▸ THE TASK:
Repeat exactly the lines from the line containing "# point at: black" through the last line of the records below, inclusive, and nothing else.

▸ PROVIDED ENTRIES:
========

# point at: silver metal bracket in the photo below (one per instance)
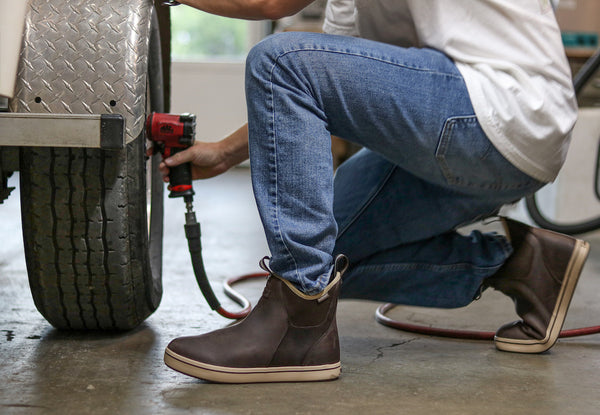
(105, 131)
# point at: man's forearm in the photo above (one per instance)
(249, 9)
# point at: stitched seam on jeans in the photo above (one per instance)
(398, 64)
(368, 202)
(274, 142)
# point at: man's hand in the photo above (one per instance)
(211, 159)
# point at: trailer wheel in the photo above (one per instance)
(92, 227)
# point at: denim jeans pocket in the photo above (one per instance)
(468, 159)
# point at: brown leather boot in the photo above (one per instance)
(287, 337)
(540, 277)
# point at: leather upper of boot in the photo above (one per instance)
(285, 328)
(532, 277)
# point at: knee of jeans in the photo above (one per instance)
(265, 54)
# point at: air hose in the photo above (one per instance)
(193, 234)
(382, 318)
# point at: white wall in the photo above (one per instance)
(214, 91)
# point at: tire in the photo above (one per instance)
(93, 254)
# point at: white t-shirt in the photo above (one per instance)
(510, 54)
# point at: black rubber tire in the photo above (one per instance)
(93, 261)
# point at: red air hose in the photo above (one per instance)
(380, 317)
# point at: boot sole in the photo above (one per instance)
(223, 374)
(580, 253)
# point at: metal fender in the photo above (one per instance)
(85, 57)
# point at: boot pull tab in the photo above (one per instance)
(263, 264)
(341, 264)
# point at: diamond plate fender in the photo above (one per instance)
(85, 57)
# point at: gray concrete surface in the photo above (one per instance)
(385, 371)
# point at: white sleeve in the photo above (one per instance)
(340, 18)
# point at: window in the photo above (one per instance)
(199, 36)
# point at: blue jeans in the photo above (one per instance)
(426, 168)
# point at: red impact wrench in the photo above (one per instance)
(171, 134)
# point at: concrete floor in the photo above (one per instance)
(385, 371)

========

▸ ANSWER TO THE EXERCISE:
# point at: black rubber tire in the photo above (one per instance)
(93, 261)
# point at: red air hose in the photo above (one per instance)
(380, 317)
# point at: boot sole in the photo above (one per instance)
(223, 374)
(580, 253)
# point at: metal fender in the photo above (one per instance)
(85, 57)
# point at: boot pull tab in the photo above (one per instance)
(263, 264)
(341, 264)
# point at: diamond plate fender in the photo above (one per instance)
(85, 57)
# point at: gray concrete surface in the photo above (one per instance)
(385, 371)
# point at: white sleeve in the photo above (one per instance)
(340, 18)
# point at: window in the photo above (one per instance)
(199, 36)
# point at: blue jeans in the photo above (one per instance)
(426, 168)
# point at: red impact wrench in the photo above (one per instance)
(171, 134)
# point at: concrete floor in the photo above (one per instance)
(385, 371)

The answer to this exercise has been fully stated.